**ページ抜粋:**
################

説明

定着用部材、定着装置および定着方法

【課題】 オイルレス定着方式のワックス含有トナーに対して、紙巻きつきやトナーオフセットを起こさない、トナー離型性に優れたゴム離型層を有する定着用部材を提供する。
【解決手段】 表面層として、フッ素ゴムとジメチルシリコーンゴムの混合物を有するゴム離型層が形成され、該ゴム離型層が、該フッ素ゴムの連続相に該ジメチルシリコーンゴムが島状に分散相を形成した構造を有しており、該ゴム離型層の断面における分散相の平均粒子径が20μm以下であり、かつ該フッ素ゴムと該ジメチルシリコーンゴムの配合割合が、体積比で20:80〜80:20の範囲にあることを特徴とする定着用部材である。

【発明の詳細な説明】
【技術分野】
【0001】
本発明は、複写機及びLBPの如き電子写真画像形成装置における定着技術の分野において利用され、特にオイルレス定着方式でトナーを記録材上に定着可能なゴム製の離型層を有する定着用部材、定着装置および定着方法に関するものである。

################

ポインティング用データセットの項目
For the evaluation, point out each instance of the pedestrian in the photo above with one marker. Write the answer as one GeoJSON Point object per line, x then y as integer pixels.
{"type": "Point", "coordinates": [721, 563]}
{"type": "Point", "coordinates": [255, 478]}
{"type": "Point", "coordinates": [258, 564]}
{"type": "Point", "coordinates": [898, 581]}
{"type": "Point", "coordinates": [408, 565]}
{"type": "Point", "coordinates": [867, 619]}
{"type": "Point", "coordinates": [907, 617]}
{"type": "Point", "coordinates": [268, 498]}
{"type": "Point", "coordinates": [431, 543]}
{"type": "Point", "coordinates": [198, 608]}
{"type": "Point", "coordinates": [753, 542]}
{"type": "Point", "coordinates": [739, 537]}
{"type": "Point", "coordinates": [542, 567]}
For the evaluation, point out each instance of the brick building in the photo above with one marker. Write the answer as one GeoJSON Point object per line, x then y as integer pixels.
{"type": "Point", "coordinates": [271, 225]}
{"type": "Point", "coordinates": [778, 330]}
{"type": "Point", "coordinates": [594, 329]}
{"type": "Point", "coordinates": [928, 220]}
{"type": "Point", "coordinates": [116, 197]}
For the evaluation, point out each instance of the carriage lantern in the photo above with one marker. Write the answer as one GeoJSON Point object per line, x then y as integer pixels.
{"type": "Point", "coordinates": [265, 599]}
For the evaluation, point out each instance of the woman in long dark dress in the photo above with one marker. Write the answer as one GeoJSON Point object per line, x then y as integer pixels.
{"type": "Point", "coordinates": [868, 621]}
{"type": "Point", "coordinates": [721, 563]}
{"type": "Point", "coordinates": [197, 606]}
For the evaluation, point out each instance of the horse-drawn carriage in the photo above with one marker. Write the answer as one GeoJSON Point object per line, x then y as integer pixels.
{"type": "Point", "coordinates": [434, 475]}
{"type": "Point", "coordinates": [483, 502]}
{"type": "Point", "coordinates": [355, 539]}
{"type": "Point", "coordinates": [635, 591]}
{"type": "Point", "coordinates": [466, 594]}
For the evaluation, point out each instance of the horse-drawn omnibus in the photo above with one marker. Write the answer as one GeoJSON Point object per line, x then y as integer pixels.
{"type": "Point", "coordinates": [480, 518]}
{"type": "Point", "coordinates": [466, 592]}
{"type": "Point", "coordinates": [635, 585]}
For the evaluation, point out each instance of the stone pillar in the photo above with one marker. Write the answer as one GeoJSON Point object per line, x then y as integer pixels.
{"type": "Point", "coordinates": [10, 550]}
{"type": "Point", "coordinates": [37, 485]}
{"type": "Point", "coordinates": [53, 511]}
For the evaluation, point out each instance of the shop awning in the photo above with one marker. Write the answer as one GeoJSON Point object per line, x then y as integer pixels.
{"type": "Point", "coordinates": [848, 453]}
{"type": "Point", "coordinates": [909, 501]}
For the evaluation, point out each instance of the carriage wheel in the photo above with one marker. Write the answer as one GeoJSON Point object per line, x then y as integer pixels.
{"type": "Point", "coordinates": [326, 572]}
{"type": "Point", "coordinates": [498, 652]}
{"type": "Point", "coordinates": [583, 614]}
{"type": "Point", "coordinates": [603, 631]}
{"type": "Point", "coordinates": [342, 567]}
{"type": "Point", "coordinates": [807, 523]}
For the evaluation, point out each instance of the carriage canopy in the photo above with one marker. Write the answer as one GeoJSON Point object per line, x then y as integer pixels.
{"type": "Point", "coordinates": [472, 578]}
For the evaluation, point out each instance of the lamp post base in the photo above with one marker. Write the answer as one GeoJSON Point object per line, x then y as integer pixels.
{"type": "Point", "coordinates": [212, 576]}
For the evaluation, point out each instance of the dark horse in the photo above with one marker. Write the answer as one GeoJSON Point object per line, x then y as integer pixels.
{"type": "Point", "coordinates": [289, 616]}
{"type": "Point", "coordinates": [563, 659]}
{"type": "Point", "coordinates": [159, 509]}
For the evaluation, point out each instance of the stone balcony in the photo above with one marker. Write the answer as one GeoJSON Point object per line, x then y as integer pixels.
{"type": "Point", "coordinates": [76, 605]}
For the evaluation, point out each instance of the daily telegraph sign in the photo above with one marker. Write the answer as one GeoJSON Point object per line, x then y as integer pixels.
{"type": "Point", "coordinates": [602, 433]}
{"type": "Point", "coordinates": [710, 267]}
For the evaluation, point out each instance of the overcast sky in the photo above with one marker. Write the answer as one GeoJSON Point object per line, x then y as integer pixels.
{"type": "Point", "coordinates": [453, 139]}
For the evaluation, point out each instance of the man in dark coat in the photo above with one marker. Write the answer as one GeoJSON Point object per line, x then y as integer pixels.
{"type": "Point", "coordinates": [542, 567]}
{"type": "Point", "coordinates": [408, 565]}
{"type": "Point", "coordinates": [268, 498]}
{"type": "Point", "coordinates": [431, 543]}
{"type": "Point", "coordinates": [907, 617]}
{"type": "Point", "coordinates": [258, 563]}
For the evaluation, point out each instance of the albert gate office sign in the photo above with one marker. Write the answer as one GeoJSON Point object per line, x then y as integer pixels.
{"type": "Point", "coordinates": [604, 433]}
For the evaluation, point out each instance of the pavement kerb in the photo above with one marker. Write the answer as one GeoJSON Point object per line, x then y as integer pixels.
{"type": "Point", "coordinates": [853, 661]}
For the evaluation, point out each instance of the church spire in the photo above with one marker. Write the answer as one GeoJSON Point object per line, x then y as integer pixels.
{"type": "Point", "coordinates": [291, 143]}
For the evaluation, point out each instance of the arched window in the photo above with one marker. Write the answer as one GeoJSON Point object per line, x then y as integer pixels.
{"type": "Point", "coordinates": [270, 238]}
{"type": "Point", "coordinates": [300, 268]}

################

**作業指示:**
**A)** データの行のうち、「sign」という語を含むものをすべて、手を加えずに返すこと。
**B)** 定着用部材に関する特許の文章について、最後の段落に続く内容を書くこと。

**設問別の解答:**
**A)**
For the evaluation, point out each instance of the daily telegraph sign in the photo above with one marker. Write the answer as one GeoJSON Point object per line, x then y as integer pixels.
For the evaluation, point out each instance of the albert gate office sign in the photo above with one marker. Write the answer as one GeoJSON Point object per line, x then y as integer pixels.

**B)**
【背景技術】
【0002】
電子写真画像形成装置には、紙などの記録材上に形成されたトナー画像を加熱定着するために定着用部材が組み込まれている。かかる定着用部材には、トナー離型性が要求される。トナー離型性とは、記録材上に静電的に形成されたトナー画像を熱と圧力により定着させる際に、定着用部材の表面にトナーがいかに付着しないかということである。トナーが定着用部材表面に付着する、つまりトナーオフセットが生じると、記録材上に形成されたトナー画像に部分的な欠けが生じたり、またオフセットしたトナーが次の記録材の上に再定着されたりして、画像が悪化するという問題が生じることがある。したがって、トナー離型性に優れた材料を定着用部材の表面、つまり離型層に用いることは部材の性能上重要である。
【0003】
このような定着用部材としては、円筒軸体の外周に少なくとも一層の離型層が形成されており、その離型層がフッ素樹脂で形成されたものが一般的に用いられている。フッ素樹脂は表面エネルギーが低く、非粘着性であり、トナー離型性に優れている。しかしながら、樹脂であるが故に硬度が高く、静電的に形成されたトナー画像を熱と圧力により定着させる際に、トナー粒子を必要以上に押しつぶしてしまい、微細な線が広がり重なり合うことがあり、小さな文字が読みづらくなるなど高画質な画像を得にくいことがある。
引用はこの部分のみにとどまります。